Mr Vieira Lopes' father, Elisiário dos Passos Vieira Lopes, worked in a hospital in the eastern province of Moxico. He says all of its staff were executed.
"It was a witch-hunt, like a fire in the savannah, running out of control."
Silence, pain and mystery
Some members of M27 say one reason they have decided to break their silence after all these years is because they now have children of their own.
"My seven-year-old son has started asking questions about his grandparents," says Mr Van Dunem.
"Where are they? Why did they die? Our aim is to prevent this heavy burden of unsolved questions being passed on to the next generation."
Many older relatives of those who were killed, and who themselves survived the purge, do not want to talk about what happened.
"I was born on 15 May 1977, 12 days before the massacres began," says Vania Mendes, a project manager in Sweden.
"The security forces came to our home in the eastern city of Luena and dragged my father out. He was never seen alive again.
"I grew up knowing nothing about what happened. The family never spoke to me about it. It was very hard to grow up in an environment of silence, pain and mystery.
"My mother still has a lot of fear and rage towards Angola. She was in mourning for years, dressing in black until I was seven or eight years old."
'It's not about revenge'
In 1977, Afonso Carlos António was jailed for 16 months. He now works for the Angolan Ministry of Culture. After 43 years he has finally decided to break his silence.

=====

*Check your understanding*
(a) Summarize the Angola excerpt in two sentences.
(b) Rewrite everything from "Mr Vieira Lopes'" down to "manager in Sweden." in the Angola excerpt, substituting "killings" for "massacres".
The lines after this point play no part in the work.

=====

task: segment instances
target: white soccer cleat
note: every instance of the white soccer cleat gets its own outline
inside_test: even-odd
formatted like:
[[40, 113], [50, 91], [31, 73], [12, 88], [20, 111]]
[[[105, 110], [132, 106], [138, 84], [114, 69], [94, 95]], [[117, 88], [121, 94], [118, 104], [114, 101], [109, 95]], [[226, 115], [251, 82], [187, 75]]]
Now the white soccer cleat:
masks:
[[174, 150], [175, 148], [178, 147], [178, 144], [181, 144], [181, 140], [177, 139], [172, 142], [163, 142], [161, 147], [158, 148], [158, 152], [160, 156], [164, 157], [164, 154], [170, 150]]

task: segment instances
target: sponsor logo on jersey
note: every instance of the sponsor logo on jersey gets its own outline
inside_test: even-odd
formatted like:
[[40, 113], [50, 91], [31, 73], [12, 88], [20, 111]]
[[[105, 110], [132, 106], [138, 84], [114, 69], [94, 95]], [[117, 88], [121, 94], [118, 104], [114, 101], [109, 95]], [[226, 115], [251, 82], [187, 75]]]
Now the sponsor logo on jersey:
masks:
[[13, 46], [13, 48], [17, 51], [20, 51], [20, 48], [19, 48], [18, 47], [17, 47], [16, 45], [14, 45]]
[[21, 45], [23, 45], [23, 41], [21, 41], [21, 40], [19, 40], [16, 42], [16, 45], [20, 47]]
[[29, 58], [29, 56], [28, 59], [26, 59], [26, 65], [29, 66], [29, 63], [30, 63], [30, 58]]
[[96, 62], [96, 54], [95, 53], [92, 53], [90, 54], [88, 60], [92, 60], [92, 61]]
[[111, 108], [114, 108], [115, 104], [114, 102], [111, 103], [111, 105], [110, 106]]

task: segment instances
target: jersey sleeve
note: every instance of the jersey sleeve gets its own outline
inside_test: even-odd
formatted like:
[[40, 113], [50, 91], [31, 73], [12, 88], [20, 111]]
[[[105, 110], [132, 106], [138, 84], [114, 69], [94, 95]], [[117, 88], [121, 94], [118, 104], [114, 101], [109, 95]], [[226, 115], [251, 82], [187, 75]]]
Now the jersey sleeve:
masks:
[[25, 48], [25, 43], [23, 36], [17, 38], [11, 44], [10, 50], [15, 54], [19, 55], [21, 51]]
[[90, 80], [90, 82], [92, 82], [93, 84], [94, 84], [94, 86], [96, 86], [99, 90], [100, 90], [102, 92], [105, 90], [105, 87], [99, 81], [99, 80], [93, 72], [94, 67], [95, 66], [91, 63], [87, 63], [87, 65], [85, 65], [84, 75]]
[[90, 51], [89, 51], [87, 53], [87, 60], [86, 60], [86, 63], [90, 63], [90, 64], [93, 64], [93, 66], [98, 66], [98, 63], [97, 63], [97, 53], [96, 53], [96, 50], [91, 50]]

=====

*Answer section*
(a) Relatives of people killed in Angola's 1977 purge describe what they lost: Mr Vieira Lopes says all the staff of the Moxico hospital where his father worked were executed, and Vania Mendes says security forces dragged her father from their home in Luena, after which he was never seen alive again. Some members of M27 say they are breaking their silence because their own children now ask questions, while many older survivors do not want to talk, though Afonso Carlos António, jailed for 16 months in 1977, has decided to speak after 43 years.

(b)
Mr Vieira Lopes' father, Elisiário dos Passos Vieira Lopes, worked in a hospital in the eastern province of Moxico. He says all of its staff were executed.
"It was a witch-hunt, like a fire in the savannah, running out of control."
Silence, pain and mystery
Some members of M27 say one reason they have decided to break their silence after all these years is because they now have children of their own.
"My seven-year-old son has started asking questions about his grandparents," says Mr Van Dunem.
"Where are they? Why did they die? Our aim is to prevent this heavy burden of unsolved questions being passed on to the next generation."
Many older relatives of those who were killed, and who themselves survived the purge, do not want to talk about what happened.
"I was born on 15 May 1977, 12 days before the killings began," says Vania Mendes, a project manager in Sweden.